**TEKS BACAAN:**
----
Konsep RPK sebenarnya telah ada pada manajemen proyek tradisional, dimana terjadinya proses pengadaan secara sederhana yang digambarkan apabila persediaan material di lokasi  proyek yang sudah menipis dan diukur dari safety stock yang telah ditentukan, atau adanya rencana pemakaian material oleh pihak pengguna di proyek, dan kemudian pihak yang menganalisa kebutuhan mengirimkan catatan kebutuhan yang meliputi jenis, dan jumlah  material serta informasi waktu kapan material tersebut dibutuhkan, sehingga pihak pengadaan dapat memperkirakan waktu pembeliannya (Huston, 2001 dalam Rahmadi, 2008). Sehingga dapat dikatakan jika konsep RPK merupakan konsep baru yang lebih luas dari logistik dan distribusi, Serta RPK lebih mengutamakan pengurangan waste di setiap jaringannya dan peningkatan value–added pada setiap jaringannya.
Beberapa definisi RPK dari beberapa peneliti sebagai berikut :
    ”Keterlibatan jaringan organisasi mulai dari hubungan hulu (up-stream) hingga ke hilir (downstream), dalam proses dan kegiatan yang berbeda untuk menghasilkan barang dan jasa yang bernilai hingga sampai kepada pelanggan terakhir” (Vrijhoef dan Koskela, 1999).
“Sebuah rantai pasokan yang terdiri dari semua tahapan yang ter-libat, baik langsung atau tidak langsung, dalam rangka memenuhi permintaan pelanggan. Rantai pasokan ini tidak hanya mencakup produsen dan pemasok tetapi juga transportasi, gudang, pengecer, dan pelanggan itu sendiri” Chopra dan Meindl (2007)”.
    “jaringan perusahaan-perusahaan yang secara bersama-sama bekerja untuk menciptakan dan menghantarkan suatu produk ke tangan pemakai akhir....termasuk di dalamnya suplier, pabrik distributor, toko/ritel serta perusahaan pendukung seperti perusahaan logistik” Pujawan (2005).
“melibatkan sekumpulan organisasi atau sebuah jaringan perus-ahaan dimana bekerja sama untuk menyediakan material, pelayanan, informasi dari sumber kepada pengguna akhir. Hatmoko (2008)
----
**DAFTAR DATA:**
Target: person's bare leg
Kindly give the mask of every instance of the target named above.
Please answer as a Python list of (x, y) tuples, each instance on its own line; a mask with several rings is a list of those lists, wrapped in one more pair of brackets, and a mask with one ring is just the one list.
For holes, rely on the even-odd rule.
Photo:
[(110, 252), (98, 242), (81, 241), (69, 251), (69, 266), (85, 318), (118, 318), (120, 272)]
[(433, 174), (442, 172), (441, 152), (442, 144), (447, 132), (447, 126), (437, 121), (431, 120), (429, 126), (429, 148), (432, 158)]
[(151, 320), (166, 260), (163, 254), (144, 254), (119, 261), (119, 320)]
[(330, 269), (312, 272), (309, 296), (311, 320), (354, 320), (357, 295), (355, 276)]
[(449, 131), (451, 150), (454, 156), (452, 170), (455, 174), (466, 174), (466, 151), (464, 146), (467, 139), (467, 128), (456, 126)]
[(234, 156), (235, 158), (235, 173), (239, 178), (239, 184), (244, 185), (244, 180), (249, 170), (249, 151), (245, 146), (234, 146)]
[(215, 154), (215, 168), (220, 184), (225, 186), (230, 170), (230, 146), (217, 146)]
----
**TUGAS ANDA:**
A. Jawab pertanyaan berikut berdasarkan teks tentang RPK.
(i) Apa saja yang dimuat dalam catatan kebutuhan yang dikirim oleh pihak yang menganalisa kebutuhan?
(ii) Menurut definisi Chopra dan Meindl (2007), selain produsen dan pemasok, apa lagi yang dicakup rantai pasokan?
(iii) Perusahaan pendukung apa yang disebut sebagai contoh dalam definisi Pujawan (2005)?
B. Tulis ulang dengan lebih ringkas paragraf dalam teks tentang RPK yang diawali "Konsep RPK sebenarnya telah ada", tanpa membuang fakta utamanya.
C. Salin tanpa perubahan bagian teks tentang RPK, semuanya mulai dari "Beberapa definisi RPK" turun sampai "dan Koskela, 1999).".

**JAWABAN BENAR:**
A.
(i) Jenis dan jumlah material, serta informasi waktu kapan material tersebut dibutuhkan.
(ii) Transportasi, gudang, pengecer, dan pelanggan itu sendiri.
(iii) Perusahaan logistik.

B. Konsep RPK sudah ada dalam manajemen proyek tradisional, dalam bentuk proses pengadaan yang sederhana. Pengadaan terjadi saat persediaan material di lokasi proyek menipis, diukur dari safety stock yang telah ditentukan, atau saat pengguna di proyek berencana memakai material. Pihak yang menganalisa kebutuhan lalu mengirim catatan berisi jenis, jumlah, dan waktu kebutuhan material. Dengan catatan itu, pihak pengadaan bisa memperkirakan waktu pembelian (Huston, 2001 dalam Rahmadi, 2008). Karena itu, RPK dapat disebut konsep baru yang lebih luas dari logistik dan distribusi. RPK lebih mengutamakan pengurangan waste dan peningkatan value-added di setiap jaringannya.

C.
Beberapa definisi RPK dari beberapa peneliti sebagai berikut :
    ”Keterlibatan jaringan organisasi mulai dari hubungan hulu (up-stream) hingga ke hilir (downstream), dalam proses dan kegiatan yang berbeda untuk menghasilkan barang dan jasa yang bernilai hingga sampai kepada pelanggan terakhir” (Vrijhoef dan Koskela, 1999).